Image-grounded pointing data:
=== Begin Enclosure ===
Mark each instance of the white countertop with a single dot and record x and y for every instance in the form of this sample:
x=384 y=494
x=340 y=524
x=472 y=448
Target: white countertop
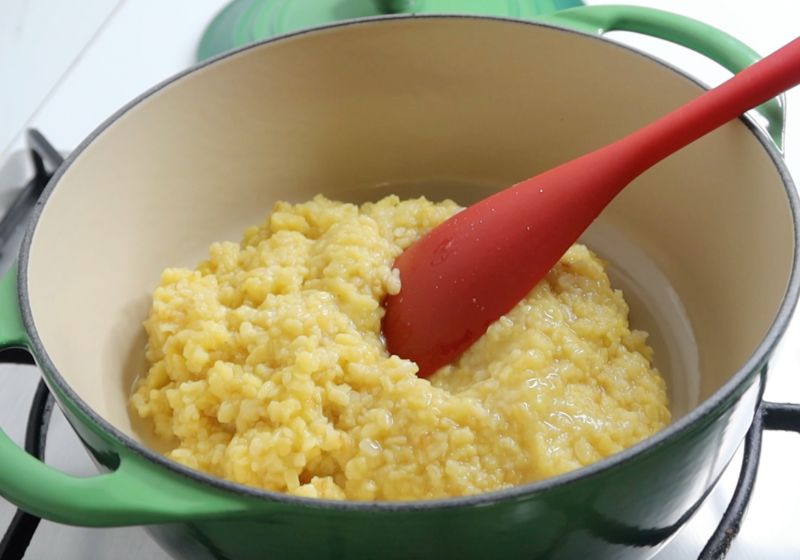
x=64 y=70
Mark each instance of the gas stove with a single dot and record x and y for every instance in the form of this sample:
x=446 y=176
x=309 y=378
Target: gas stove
x=72 y=70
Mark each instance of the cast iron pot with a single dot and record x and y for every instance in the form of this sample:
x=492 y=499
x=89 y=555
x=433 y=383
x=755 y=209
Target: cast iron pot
x=443 y=106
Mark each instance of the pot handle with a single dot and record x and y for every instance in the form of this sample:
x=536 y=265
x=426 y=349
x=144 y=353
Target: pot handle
x=717 y=45
x=132 y=494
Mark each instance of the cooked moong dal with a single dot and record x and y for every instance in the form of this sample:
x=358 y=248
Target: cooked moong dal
x=267 y=367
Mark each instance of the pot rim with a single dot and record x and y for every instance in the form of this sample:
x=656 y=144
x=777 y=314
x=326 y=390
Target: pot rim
x=708 y=407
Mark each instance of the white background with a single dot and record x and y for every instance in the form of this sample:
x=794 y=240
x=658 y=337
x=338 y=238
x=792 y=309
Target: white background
x=66 y=66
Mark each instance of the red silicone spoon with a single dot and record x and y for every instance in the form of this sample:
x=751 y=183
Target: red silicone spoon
x=473 y=268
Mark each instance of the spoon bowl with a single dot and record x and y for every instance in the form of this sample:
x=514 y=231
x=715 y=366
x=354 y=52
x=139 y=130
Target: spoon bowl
x=470 y=270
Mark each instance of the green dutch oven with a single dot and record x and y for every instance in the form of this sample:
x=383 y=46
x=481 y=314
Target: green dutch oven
x=448 y=106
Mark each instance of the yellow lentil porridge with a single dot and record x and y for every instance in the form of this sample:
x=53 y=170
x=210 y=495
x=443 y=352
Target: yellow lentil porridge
x=267 y=367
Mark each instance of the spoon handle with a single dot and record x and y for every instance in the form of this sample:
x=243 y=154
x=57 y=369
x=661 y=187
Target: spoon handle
x=752 y=86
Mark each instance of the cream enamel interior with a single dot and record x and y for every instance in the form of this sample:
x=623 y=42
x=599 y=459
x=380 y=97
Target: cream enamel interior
x=447 y=107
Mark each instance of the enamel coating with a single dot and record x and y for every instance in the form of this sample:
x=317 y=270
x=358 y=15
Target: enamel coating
x=624 y=507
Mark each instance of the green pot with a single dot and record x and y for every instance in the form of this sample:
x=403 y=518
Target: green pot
x=445 y=106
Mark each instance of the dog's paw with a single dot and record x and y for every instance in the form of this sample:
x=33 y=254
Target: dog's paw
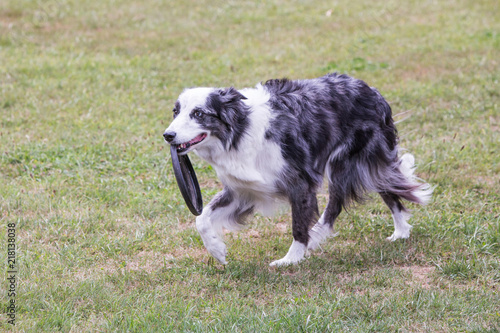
x=398 y=235
x=295 y=254
x=218 y=250
x=284 y=262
=== End Enclosure ===
◆ Exercise: Print every record above exactly, but no pictures.

◆ Answer space:
Mark each instance of the white countertop with a single dot and record x and y for every instance in the form of this sample:
x=384 y=494
x=340 y=524
x=472 y=448
Target: white countertop
x=64 y=70
Mark each instance of the gas stove with a single dot and record x and y for every instance in the form of this sample:
x=446 y=176
x=309 y=378
Target: gas stove
x=72 y=70
Mark each instance of the cast iron pot with a single dot and record x and y for every instance in the form of this sample:
x=492 y=499
x=89 y=555
x=433 y=383
x=755 y=209
Target: cast iron pot
x=443 y=106
Mark each instance of the pot handle with a single dot and record x and y for every instance in the form of this sample:
x=536 y=265
x=426 y=349
x=144 y=353
Target: pot handle
x=717 y=45
x=132 y=494
Mark each instance of the cooked moong dal with a single dot and record x and y for every instance in the form of this sample:
x=358 y=248
Target: cooked moong dal
x=267 y=367
Mark each instance of the pot rim with a single dot and record x and y for every instance in the form of this sample:
x=656 y=144
x=777 y=314
x=326 y=390
Target: pot rim
x=708 y=407
Mark each instance of the white background with a single dot and record x and y for every instance in the form of this sample:
x=794 y=240
x=658 y=337
x=338 y=238
x=792 y=309
Target: white background
x=66 y=66
Mark each instance of the red silicone spoon with a single dot and record x and y for every instance in the form of this sample:
x=751 y=183
Target: red silicone spoon
x=473 y=268
Mark each instance of the spoon bowl with a single dot and record x and y for every instance in the form of this sample:
x=514 y=231
x=715 y=366
x=354 y=52
x=139 y=130
Target: spoon bowl
x=470 y=270
Mark each instance of the green dutch oven with a single dot and record x and y for every instance in the form of this sample:
x=383 y=46
x=481 y=314
Target: green dutch oven
x=448 y=106
Mark each instance of the yellow lentil porridge with a single dot and record x and y for every instance in the form of this sample:
x=53 y=170
x=210 y=495
x=443 y=352
Target: yellow lentil porridge
x=267 y=367
Mark each instance of the spoon handle with a single dot and record x and y for every instance in the form of this sample:
x=243 y=154
x=57 y=369
x=661 y=187
Target: spoon handle
x=752 y=86
Mark each instance of the cream enamel interior with a single dot and record x and y for every instance in the form of this sample:
x=623 y=42
x=599 y=459
x=380 y=97
Target: cream enamel interior
x=447 y=107
Mark each instance of the enamel coating with a single dot and record x and y for every instance in the form of this sample:
x=317 y=270
x=358 y=15
Target: enamel coating
x=624 y=507
Mark each instance of the green pot with a single dot and record x and y for every instance in the form of this sample:
x=403 y=518
Target: green pot
x=445 y=106
Mark each instance of the dog's paw with a single dot and record x and y for every instance in the form of this sample:
x=33 y=254
Target: dog's paw
x=398 y=235
x=295 y=254
x=218 y=250
x=284 y=262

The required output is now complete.